In the listing below, the line containing "Target: gray sheer curtain" marks the end; copy exactly every line from the first through that one.
====
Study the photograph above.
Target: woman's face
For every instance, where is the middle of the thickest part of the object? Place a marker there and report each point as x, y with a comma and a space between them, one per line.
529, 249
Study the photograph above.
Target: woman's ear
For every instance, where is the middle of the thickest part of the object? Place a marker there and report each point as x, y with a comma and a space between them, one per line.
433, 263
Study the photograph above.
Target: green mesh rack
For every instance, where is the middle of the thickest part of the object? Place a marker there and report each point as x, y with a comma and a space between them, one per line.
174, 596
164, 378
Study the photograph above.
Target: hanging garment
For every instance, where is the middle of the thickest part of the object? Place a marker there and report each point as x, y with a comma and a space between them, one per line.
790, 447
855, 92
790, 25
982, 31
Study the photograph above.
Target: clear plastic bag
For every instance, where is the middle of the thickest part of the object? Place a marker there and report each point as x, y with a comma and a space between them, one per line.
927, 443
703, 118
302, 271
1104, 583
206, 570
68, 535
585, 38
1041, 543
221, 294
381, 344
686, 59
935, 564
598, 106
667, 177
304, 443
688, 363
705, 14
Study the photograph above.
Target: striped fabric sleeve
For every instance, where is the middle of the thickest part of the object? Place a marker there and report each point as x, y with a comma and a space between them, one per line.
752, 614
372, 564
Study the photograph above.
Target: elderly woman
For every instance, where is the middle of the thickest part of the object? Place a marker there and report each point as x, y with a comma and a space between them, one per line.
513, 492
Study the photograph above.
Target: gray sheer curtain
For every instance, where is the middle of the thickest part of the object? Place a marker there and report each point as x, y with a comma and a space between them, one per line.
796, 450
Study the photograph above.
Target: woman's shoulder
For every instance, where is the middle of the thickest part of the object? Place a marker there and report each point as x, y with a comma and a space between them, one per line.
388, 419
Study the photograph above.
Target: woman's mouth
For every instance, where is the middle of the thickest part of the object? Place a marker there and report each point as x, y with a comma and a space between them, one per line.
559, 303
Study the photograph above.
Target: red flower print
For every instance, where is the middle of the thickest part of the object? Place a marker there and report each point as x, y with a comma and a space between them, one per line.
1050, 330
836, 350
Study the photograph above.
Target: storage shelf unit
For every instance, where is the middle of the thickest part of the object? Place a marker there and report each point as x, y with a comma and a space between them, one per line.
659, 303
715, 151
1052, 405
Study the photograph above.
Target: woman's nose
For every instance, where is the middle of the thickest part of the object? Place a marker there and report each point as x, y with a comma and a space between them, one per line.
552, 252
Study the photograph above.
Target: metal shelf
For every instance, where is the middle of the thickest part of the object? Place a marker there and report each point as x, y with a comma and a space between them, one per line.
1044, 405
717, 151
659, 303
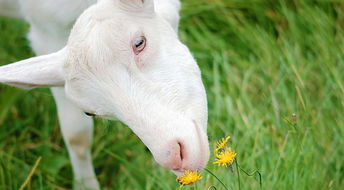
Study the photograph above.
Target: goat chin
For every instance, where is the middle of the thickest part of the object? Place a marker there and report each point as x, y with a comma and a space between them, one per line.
10, 8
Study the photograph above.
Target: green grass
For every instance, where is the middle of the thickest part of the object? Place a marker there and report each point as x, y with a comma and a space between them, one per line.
262, 62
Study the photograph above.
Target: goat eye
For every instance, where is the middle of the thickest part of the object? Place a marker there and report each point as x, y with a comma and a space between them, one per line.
139, 44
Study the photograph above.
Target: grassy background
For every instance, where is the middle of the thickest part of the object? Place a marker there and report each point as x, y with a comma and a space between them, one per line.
262, 62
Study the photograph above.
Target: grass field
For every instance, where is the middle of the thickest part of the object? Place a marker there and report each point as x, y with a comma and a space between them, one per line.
274, 74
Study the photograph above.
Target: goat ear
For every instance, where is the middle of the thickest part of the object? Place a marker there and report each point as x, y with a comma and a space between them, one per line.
40, 71
146, 6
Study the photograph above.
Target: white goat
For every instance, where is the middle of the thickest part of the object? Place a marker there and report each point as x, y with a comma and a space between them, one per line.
121, 60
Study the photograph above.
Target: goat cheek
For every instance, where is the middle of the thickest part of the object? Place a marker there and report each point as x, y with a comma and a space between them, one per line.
138, 61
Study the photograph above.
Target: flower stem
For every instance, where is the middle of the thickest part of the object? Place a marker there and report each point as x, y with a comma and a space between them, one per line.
238, 173
216, 178
248, 174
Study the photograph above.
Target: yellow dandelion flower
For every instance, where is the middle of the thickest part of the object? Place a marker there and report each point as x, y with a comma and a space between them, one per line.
222, 143
189, 177
225, 158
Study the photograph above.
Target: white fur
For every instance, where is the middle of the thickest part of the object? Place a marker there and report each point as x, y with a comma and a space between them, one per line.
158, 93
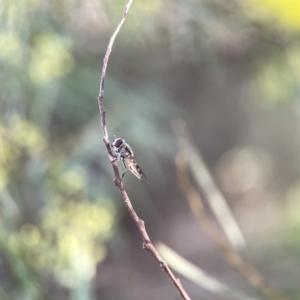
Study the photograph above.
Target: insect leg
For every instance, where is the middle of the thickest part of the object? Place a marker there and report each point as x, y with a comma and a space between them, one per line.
123, 174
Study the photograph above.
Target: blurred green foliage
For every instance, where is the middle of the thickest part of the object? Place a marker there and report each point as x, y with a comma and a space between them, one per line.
58, 205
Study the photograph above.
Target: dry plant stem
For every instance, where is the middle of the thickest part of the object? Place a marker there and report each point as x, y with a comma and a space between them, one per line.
232, 257
147, 244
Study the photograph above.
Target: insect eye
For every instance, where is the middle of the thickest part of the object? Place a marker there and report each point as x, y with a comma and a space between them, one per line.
118, 143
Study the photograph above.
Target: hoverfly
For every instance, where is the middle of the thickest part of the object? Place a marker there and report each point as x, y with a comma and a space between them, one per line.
125, 154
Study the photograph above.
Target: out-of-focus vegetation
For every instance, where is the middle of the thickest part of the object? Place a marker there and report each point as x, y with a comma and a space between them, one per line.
230, 69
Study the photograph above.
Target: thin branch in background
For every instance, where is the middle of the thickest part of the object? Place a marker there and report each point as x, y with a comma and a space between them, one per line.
198, 276
231, 256
147, 244
206, 182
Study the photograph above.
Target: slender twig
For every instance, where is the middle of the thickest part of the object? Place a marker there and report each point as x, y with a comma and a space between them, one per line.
231, 256
205, 181
147, 244
198, 276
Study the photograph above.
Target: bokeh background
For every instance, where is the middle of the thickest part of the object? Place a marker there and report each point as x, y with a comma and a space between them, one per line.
229, 69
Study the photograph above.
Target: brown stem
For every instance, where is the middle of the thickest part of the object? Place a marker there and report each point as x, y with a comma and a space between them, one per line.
147, 244
231, 256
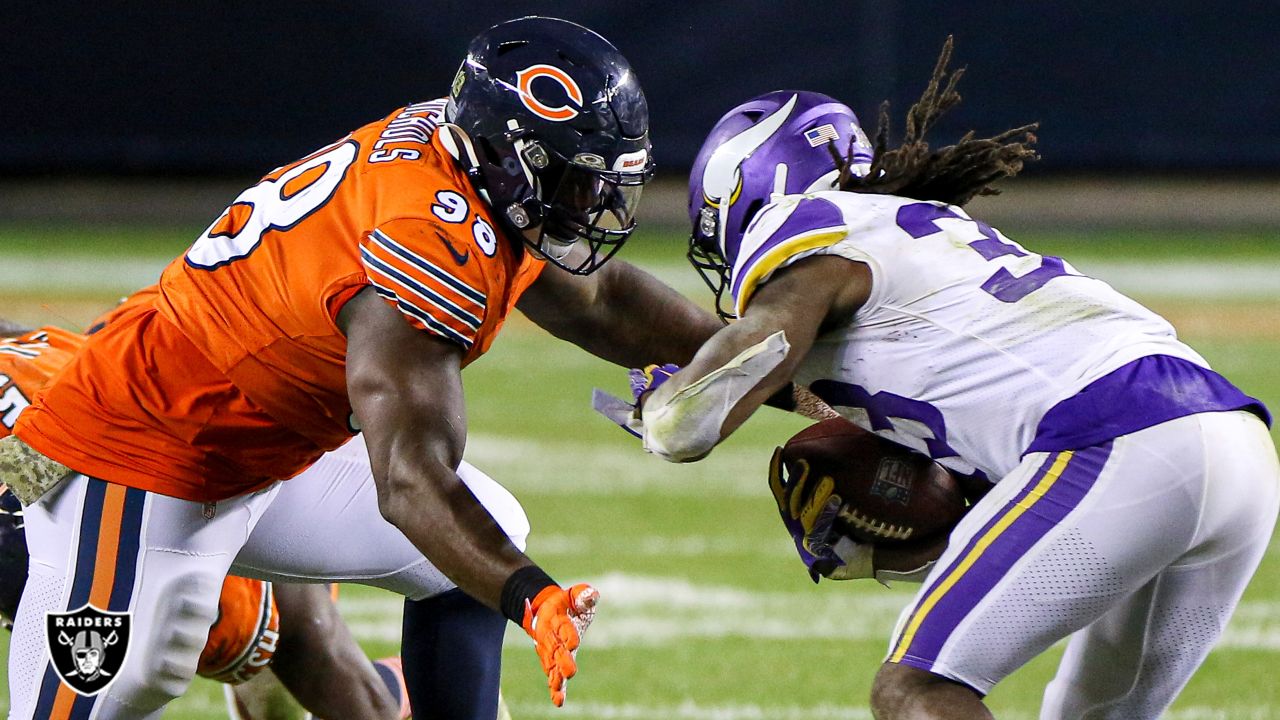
====
◆ Written solution ◆
Study the photograph above.
Target: woman's face
For every instance, where is the middle of the thickest part of the object? Place a marker there and report each point as x, y with a comma and a space between them, one per line.
529, 249
Study the photograph above.
Target: woman's ear
For every instance, where is the middle of the thickest part of the object? Place a marker there and report each point as x, y with a comma and a space between them, one per line.
433, 263
Study the photograph above.
Target: green mesh rack
For every instance, where is the middle of the thickest part of the object? Place a marker there and report each point as x, y with a comma and a space between them, one per line.
174, 596
164, 378
Study the photograph above.
Target: hanging garment
For every instance, where is the middle of the thickest part of the object? Place a marker there and report each point as x, y with a comma and a space between them, one per line.
790, 447
855, 92
790, 25
982, 31
Study the photograph above.
Target: clear plastic bag
For every instance, where is the middle of the thickest part of the object? Place a marker there and report each point as x, y with a comma and a space between them, one per line.
927, 443
703, 118
302, 271
1104, 583
206, 570
68, 535
585, 38
1041, 543
221, 294
381, 344
686, 59
935, 564
598, 106
667, 177
304, 443
688, 363
705, 14
Study the photograph above.
Target: striped fabric sleeve
For every instance, where is the middle of the thickest part of the object? Place a marker there and report each point as x, y with a comma and a space between them, one per line.
752, 614
372, 564
Study the photograph above.
Target: elderly woman
For every instance, where is the middle of the thickest part of the object? Place a marker there and report each point as x, y with a comma and a space between them, one per line.
513, 492
Study the photograph above.
Target: gray sheer curtain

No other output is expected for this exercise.